Corriere della Sera, 7 settembre 2024
Carlo Cassola stronca, elogia e giudica i grandi scrittori
Ci sono scrittori che faticano a liberarsi di certi stereotipi che li riguardano pur senza esserne minimamente responsabili. Uno di questi è Carlo Cassola, che nei primi anni Sessanta fu bollato dalla neoavanguardia come uno scrittore banale, provinciale e ripetitivo, al punto da essere assunto a capofila esemplare delle «Liale» della letteratura, con ironica allusione a quella che allora era la più popolare scrittrice di romanzi rosa. Si trattava di una provocazione piuttosto crudele nata da una battuta di Edoardo Sanguineti rivolta agli autori di successo sentiti come tradizionali e consolatori, privi di forti ambizioni espressive e tanto meno trasgressive, quelle che piacevano al Gruppo 63.

Alcuni record:
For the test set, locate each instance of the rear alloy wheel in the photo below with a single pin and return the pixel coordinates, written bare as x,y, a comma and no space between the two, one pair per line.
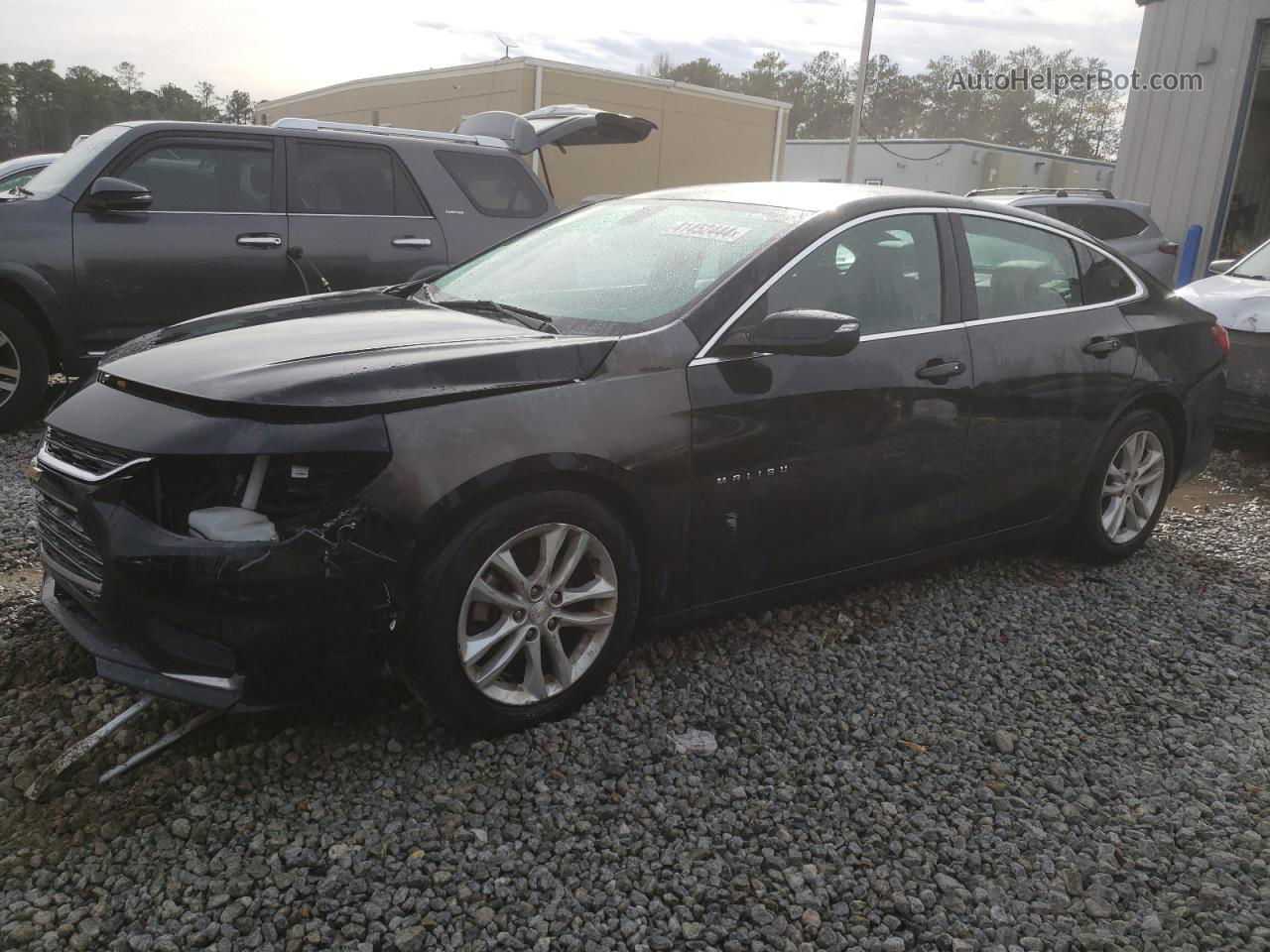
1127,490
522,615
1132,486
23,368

==

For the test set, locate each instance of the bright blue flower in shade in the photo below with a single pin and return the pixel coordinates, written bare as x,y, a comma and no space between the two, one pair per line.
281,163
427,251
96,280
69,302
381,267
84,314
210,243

Richiesta 1: Nell'articolo su Carlo Cassola, da quale battuta nacque la provocazione contro di lui?
Richiesta 2: Mostra ogni riga dell'elenco in cui compare la stringa "bright", facendo distinzione tra maiuscole e minuscole.

Risultato esercizio 1: Da una battuta di Edoardo Sanguineti rivolta agli autori di successo sentiti come tradizionali e consolatori.

Risultato esercizio 2:
For the test set, locate each instance of the bright blue flower in shade in the photo below with a single pin and return the pixel coordinates, written bare as x,y, a comma and no space between the two, one pair per line.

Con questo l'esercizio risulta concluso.